RECORD EXTRACTS
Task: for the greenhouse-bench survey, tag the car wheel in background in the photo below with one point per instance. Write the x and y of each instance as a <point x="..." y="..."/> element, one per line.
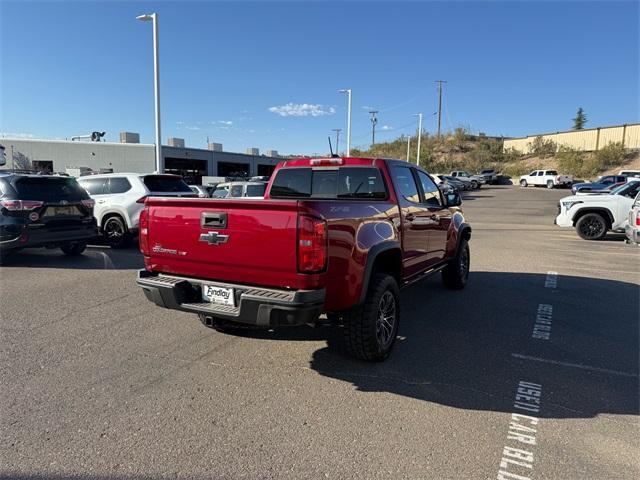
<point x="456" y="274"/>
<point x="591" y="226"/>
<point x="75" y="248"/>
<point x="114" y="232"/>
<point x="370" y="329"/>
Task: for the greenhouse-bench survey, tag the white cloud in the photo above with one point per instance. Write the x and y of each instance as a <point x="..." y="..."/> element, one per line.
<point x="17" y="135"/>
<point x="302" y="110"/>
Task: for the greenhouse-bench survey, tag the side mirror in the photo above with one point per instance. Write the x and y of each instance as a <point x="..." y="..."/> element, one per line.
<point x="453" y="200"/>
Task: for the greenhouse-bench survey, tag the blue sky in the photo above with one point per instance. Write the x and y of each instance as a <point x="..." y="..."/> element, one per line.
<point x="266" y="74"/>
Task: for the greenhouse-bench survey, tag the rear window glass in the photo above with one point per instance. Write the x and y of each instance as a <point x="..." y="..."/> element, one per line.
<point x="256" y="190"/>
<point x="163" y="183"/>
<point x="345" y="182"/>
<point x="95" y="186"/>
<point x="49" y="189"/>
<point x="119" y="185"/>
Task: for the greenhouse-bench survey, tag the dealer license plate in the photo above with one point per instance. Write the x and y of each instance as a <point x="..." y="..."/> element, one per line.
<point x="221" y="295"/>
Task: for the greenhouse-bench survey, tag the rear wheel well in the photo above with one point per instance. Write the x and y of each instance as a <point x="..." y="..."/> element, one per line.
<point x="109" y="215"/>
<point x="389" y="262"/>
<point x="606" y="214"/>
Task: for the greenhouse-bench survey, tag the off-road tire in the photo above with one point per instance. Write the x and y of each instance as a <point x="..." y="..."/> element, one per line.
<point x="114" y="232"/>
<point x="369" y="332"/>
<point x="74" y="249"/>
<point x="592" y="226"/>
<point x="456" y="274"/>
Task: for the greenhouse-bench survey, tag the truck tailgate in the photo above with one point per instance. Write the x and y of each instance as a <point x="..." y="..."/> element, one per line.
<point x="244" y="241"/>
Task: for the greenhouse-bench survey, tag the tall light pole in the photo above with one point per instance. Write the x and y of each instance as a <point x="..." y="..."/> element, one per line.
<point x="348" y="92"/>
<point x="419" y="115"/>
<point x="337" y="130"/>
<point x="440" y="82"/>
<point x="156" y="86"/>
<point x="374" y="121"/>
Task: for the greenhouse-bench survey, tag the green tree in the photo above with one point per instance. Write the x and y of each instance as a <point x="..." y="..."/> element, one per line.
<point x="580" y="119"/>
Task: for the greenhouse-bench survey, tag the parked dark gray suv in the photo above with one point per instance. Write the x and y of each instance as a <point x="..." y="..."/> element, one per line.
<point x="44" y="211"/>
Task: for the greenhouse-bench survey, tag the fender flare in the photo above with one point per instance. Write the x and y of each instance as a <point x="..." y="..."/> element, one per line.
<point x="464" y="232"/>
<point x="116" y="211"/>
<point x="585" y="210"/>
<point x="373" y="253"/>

THE TASK
Leaving out the pictures, repeat all of the entries exactly.

RESPONSE BOX
Task: for the greenhouse-bench survey, tag the car wheel in background in the photo below with one point per instance. Write the x and y of each instance as a <point x="..." y="..."/> element, one per line.
<point x="456" y="274"/>
<point x="591" y="226"/>
<point x="75" y="248"/>
<point x="114" y="232"/>
<point x="370" y="329"/>
Task: for the greenhouse-bench survey, tag the white cloud in the photo above with one point per instance. Write the x and y of each instance as a <point x="..." y="..."/> element, one per line.
<point x="17" y="135"/>
<point x="302" y="110"/>
Task: for the greenhouse-bench survey, tag the side mirror in the photo above with one point per instance. Write the x and y of each instance as a <point x="..." y="..."/> element, one per line.
<point x="453" y="200"/>
Task: for the greenhouse-bench survey, tag the blue sky in the photo above with one point per instance. Write the x and y of each instance as a <point x="..." y="..."/> element, one per line.
<point x="266" y="74"/>
Task: for the greenhouse-bench survey, tag the rear window glass in the photo above with one point per instance. Write the x and y of each instance as a <point x="..." y="..."/> element, one per line.
<point x="256" y="190"/>
<point x="163" y="183"/>
<point x="345" y="182"/>
<point x="95" y="186"/>
<point x="49" y="189"/>
<point x="119" y="185"/>
Task: for the greenhouse-bench survey, tag the dealer license plate in the photo above with one point per instance. Write the x and y of each instance as a <point x="..." y="..."/> element, one per line.
<point x="221" y="295"/>
Task: for the greenhouse-bench survey, tag the rear wheel well in the photo above with one point per instance. Write the x and y of each instance as a <point x="..." y="..."/> element, one per line.
<point x="109" y="215"/>
<point x="389" y="262"/>
<point x="606" y="214"/>
Task: for the greenhouse-bench survey, tag the off-road tire in the photo above with one point per instance. Write the x and y of each instance as a <point x="..." y="..."/> element, one per line.
<point x="114" y="232"/>
<point x="369" y="332"/>
<point x="74" y="249"/>
<point x="592" y="226"/>
<point x="456" y="274"/>
Task: for the greenhouse-bench survey, tag the truck tailgate in the photo above with one point per instance. Write the x and y of each instance as a <point x="..." y="..."/> element, one per line.
<point x="244" y="241"/>
Task: for the greenhouse-bench survey, tag the tall light pole in the photo above with one point per instance. Write the x and y of each instance as a <point x="..." y="..."/> element, one per line.
<point x="348" y="92"/>
<point x="419" y="115"/>
<point x="337" y="130"/>
<point x="440" y="82"/>
<point x="156" y="86"/>
<point x="374" y="121"/>
Task: for the greenhouse-bench survey, tag the green tree in the photo above with one point per instance. Write the x and y of each instance as a <point x="..." y="..."/> element, one per line.
<point x="580" y="119"/>
Task: for the greenhouse-bench survey, tag the parked dark gray suv in the photo above with one point per instance. Write the x and y of each instance as a <point x="..." y="..."/> element, one per line.
<point x="44" y="211"/>
Task: for the greenhouse-bench survey, tag the fender flare in the photo above with one point per instance. Write the x and y of each instance as a <point x="..." y="..."/> element, one per line.
<point x="464" y="232"/>
<point x="116" y="211"/>
<point x="585" y="210"/>
<point x="373" y="253"/>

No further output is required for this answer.